• **Exercise instructions**
Show each line of the entries below that contains the word "dark". Case counts, so match only that exact capitalization.

• **Supplied material**
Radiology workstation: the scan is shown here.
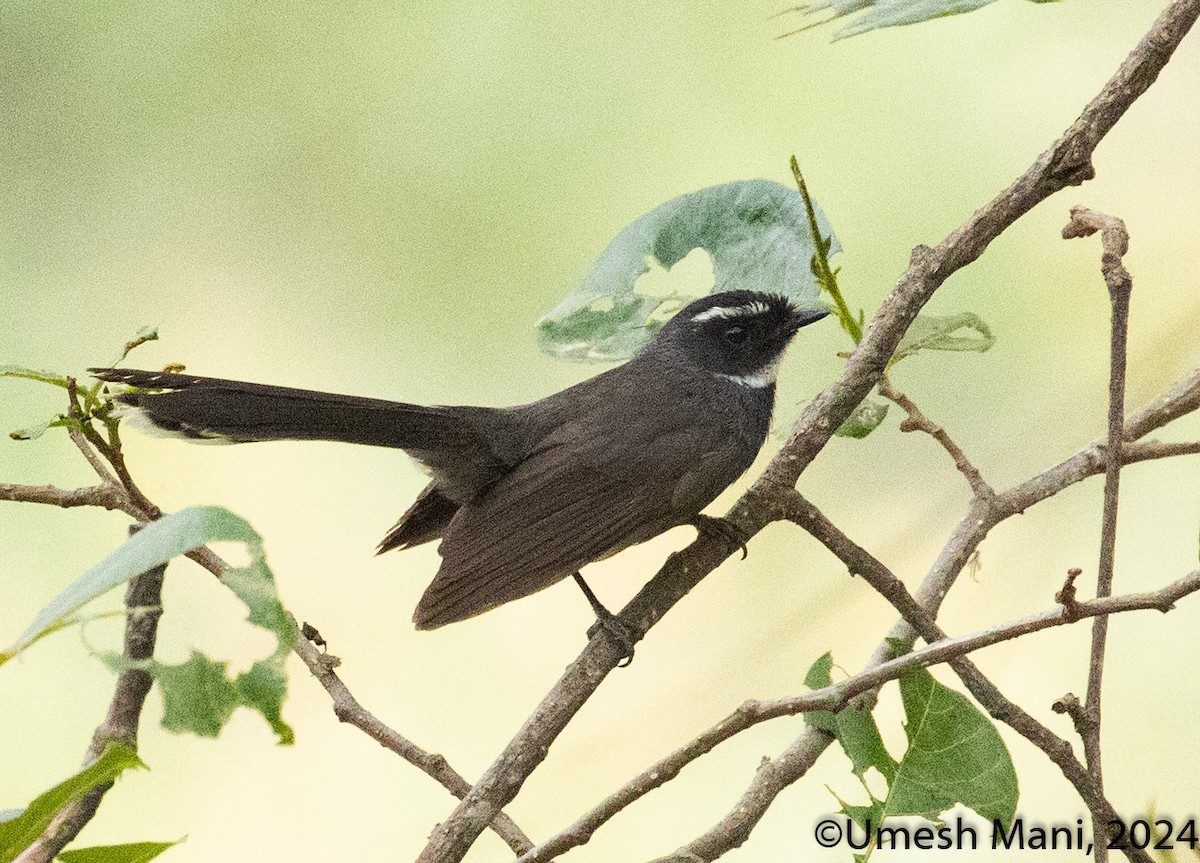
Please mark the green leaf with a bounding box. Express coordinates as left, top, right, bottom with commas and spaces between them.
8, 414, 62, 441
0, 507, 262, 665
56, 839, 184, 863
803, 0, 1003, 40
0, 507, 294, 744
108, 326, 158, 366
804, 651, 838, 735
804, 653, 896, 787
0, 744, 145, 863
0, 365, 67, 389
152, 651, 240, 737
838, 705, 896, 786
538, 180, 838, 361
886, 669, 1018, 829
892, 312, 996, 365
834, 398, 888, 438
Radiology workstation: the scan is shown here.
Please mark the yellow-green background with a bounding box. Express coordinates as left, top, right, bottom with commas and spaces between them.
0, 0, 1200, 863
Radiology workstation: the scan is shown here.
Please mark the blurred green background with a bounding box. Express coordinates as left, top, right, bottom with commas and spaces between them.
0, 0, 1200, 863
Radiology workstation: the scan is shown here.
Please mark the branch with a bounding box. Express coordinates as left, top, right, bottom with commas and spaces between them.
880, 374, 996, 497
0, 483, 125, 510
1062, 206, 1133, 863
292, 618, 533, 855
516, 566, 1200, 863
14, 564, 167, 863
418, 0, 1200, 863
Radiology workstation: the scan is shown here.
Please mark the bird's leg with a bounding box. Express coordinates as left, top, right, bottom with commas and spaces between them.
689, 515, 749, 561
571, 573, 637, 669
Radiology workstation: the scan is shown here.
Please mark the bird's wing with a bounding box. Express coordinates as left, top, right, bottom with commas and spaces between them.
413, 428, 720, 629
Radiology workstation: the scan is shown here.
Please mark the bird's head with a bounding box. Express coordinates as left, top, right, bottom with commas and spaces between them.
650, 290, 829, 386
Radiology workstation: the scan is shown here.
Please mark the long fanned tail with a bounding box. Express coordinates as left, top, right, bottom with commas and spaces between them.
89, 368, 480, 451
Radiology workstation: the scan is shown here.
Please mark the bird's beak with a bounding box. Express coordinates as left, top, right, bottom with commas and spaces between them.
791, 306, 829, 332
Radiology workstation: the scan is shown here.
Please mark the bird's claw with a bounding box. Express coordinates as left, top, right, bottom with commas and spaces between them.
691, 515, 750, 561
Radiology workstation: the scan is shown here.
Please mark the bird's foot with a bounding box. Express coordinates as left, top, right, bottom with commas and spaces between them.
574, 573, 637, 669
690, 515, 749, 561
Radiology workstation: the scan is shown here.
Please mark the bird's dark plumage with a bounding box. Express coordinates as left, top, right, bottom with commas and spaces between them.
92, 290, 826, 629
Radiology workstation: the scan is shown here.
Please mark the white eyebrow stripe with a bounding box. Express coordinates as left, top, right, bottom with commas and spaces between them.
691, 300, 770, 324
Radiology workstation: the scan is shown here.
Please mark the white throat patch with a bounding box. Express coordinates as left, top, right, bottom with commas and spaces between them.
715, 359, 779, 390
691, 300, 770, 324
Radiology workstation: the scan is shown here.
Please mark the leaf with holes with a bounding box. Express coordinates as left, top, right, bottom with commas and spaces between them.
538, 180, 839, 361
9, 507, 294, 744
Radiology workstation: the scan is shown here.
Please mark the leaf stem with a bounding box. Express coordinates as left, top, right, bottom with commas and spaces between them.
791, 155, 863, 344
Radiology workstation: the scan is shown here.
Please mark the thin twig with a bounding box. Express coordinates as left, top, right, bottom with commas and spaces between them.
292, 618, 533, 855
14, 556, 167, 863
880, 374, 996, 497
0, 483, 125, 510
516, 566, 1200, 863
1062, 206, 1133, 863
418, 0, 1200, 863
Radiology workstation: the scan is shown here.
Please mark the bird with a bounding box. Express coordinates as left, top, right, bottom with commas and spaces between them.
89, 290, 829, 655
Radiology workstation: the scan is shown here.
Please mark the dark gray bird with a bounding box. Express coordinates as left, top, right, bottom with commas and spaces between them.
91, 290, 828, 629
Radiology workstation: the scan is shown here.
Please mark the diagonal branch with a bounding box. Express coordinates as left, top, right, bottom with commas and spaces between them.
1062, 206, 1133, 863
516, 564, 1200, 863
419, 0, 1200, 863
14, 564, 167, 863
292, 619, 533, 855
880, 374, 996, 497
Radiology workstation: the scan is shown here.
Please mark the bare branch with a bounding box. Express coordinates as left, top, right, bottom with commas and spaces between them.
516, 566, 1200, 863
1062, 206, 1133, 863
880, 374, 996, 497
14, 564, 167, 863
0, 483, 125, 510
418, 0, 1200, 863
292, 618, 533, 855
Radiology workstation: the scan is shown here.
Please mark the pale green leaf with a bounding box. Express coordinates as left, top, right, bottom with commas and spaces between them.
538, 180, 839, 361
108, 326, 158, 366
834, 398, 888, 438
56, 839, 184, 863
799, 0, 1003, 40
0, 507, 262, 664
0, 365, 67, 389
892, 312, 996, 364
0, 507, 294, 743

• **Output of the task**
Please mark the bird's dark plumage with a bounding box. Express coordinates as left, top, right, bottom with commas and spaces between them.
Please mark the dark gray bird with a bounding box. Express coordinates as left, top, right, bottom with commas and spaces between them.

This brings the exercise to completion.